§ **CONSEGNA**: Secondo il brano sulla pressione arteriosa, quale alimento è stato introdotto nella dieta da chi scrive?

§ **BRANO DELL'ESERCIZIO**:
--------------------
L'allenamento aerobico fa scendere la pressione.

Quello anaerobico, come i pesi, "dipende". Mi han detto di stare MOLTO attento a respirare SEMPRE. a me capitava di concentrarmi talmente tanto sulla spinta, magari in piana, da non respirare per un'alzata intera, e lì la pressione va su alle stelle. Onde per cui, anche a costo di abbassare i carichi, sto diventando maniacale nella respirazione.

Intanto ho introdotto l'aglio nella dieta. Per ora, comunque, la pressione massima resta alta (oggi a mezzogiorno 150). Però mi fido poco delle misurazioni a casa...
Poi tra l'altro la cosa è ridicola: 150 max 77 minima. Cioè la minima è ottimale e la massima è da cartellino giallo... assurdo....Penso che se nel giro di 10 giorni la cosa non si normalizza, vado a farmi vedere.


----------



## Morto che parla (22 Marzo 2013)

129 77 ROTFL.

Ho la massima che in 5 ore sballa di 21 ma che roba è!?


Workout

Squat bulgaro 4x10 48kg
Iperestensioni 5x10 40kg

10 serie addominali 

Subito dopo il workout (1 minuto, massimo 2)

150 78 100 battiti al minuto.

Cioè io oggi prima di pranzo avevo la stessa pressione di un minuto fa, sudato e col cuore a 100...ma va da via i ciap....


----------



## Morto che parla (24 Marzo 2013)
--------------------
§ **Dati di localizzazione dei punti**:
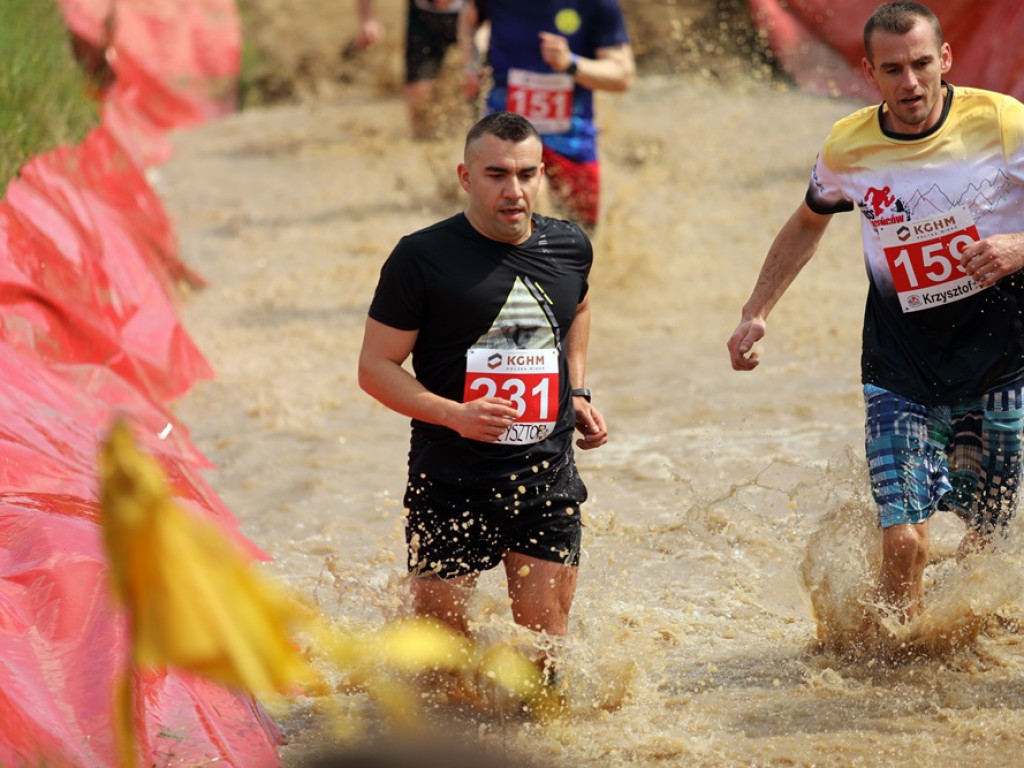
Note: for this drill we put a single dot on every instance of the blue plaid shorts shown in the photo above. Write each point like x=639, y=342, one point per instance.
x=965, y=458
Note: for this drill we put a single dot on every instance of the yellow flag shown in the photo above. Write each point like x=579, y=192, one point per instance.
x=194, y=599
x=197, y=603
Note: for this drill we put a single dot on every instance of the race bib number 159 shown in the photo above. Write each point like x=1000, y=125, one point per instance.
x=924, y=258
x=526, y=377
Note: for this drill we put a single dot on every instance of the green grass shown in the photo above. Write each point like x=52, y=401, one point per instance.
x=44, y=99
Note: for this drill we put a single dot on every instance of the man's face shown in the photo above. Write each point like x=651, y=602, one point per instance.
x=503, y=179
x=907, y=71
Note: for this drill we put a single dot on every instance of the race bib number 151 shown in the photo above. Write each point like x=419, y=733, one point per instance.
x=544, y=98
x=527, y=377
x=924, y=258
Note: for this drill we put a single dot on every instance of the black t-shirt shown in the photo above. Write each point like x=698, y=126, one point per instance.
x=461, y=290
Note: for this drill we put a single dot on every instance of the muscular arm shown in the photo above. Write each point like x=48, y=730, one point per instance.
x=466, y=31
x=990, y=259
x=612, y=69
x=793, y=248
x=590, y=421
x=382, y=376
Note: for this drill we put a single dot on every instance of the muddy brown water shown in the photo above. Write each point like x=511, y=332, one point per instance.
x=723, y=503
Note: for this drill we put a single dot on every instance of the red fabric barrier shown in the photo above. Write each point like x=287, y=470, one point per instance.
x=94, y=272
x=820, y=42
x=89, y=274
x=175, y=64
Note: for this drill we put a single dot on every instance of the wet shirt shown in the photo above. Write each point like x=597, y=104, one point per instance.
x=515, y=48
x=930, y=332
x=492, y=318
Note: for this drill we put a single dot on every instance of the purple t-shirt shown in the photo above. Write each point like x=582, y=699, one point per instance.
x=588, y=25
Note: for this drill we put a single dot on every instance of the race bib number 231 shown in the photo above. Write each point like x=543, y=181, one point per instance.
x=526, y=377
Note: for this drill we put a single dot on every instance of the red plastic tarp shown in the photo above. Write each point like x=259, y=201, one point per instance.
x=820, y=42
x=175, y=64
x=89, y=279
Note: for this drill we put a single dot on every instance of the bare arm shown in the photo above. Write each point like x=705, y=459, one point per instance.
x=793, y=248
x=612, y=69
x=466, y=29
x=382, y=376
x=590, y=421
x=992, y=258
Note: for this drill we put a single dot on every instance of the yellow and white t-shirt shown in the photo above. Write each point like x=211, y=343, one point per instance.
x=930, y=333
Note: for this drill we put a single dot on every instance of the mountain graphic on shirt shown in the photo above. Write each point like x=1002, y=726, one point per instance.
x=525, y=321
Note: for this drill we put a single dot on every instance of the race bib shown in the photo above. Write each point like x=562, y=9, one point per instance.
x=544, y=98
x=527, y=377
x=924, y=258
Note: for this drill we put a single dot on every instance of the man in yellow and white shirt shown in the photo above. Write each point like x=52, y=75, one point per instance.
x=937, y=175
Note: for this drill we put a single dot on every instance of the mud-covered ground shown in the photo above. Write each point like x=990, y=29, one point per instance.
x=296, y=49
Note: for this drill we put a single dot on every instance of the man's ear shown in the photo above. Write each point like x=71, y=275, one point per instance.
x=868, y=72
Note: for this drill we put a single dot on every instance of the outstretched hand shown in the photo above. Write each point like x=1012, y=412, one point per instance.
x=484, y=419
x=591, y=424
x=741, y=344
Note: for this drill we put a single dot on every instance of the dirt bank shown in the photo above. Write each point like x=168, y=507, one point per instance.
x=297, y=49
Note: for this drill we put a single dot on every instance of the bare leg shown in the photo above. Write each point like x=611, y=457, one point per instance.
x=542, y=592
x=904, y=555
x=418, y=97
x=443, y=599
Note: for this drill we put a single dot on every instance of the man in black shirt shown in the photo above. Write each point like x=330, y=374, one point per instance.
x=493, y=305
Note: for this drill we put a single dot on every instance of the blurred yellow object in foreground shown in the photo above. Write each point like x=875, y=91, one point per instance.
x=194, y=599
x=196, y=602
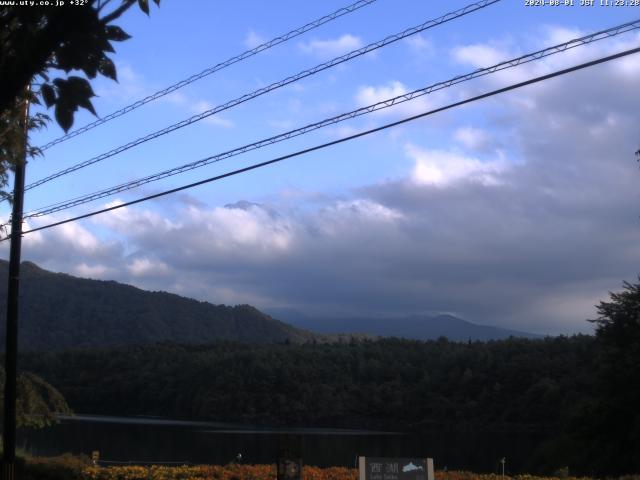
--------------------
§ **ESITO DELLA CONSEGNA**: L'aglio.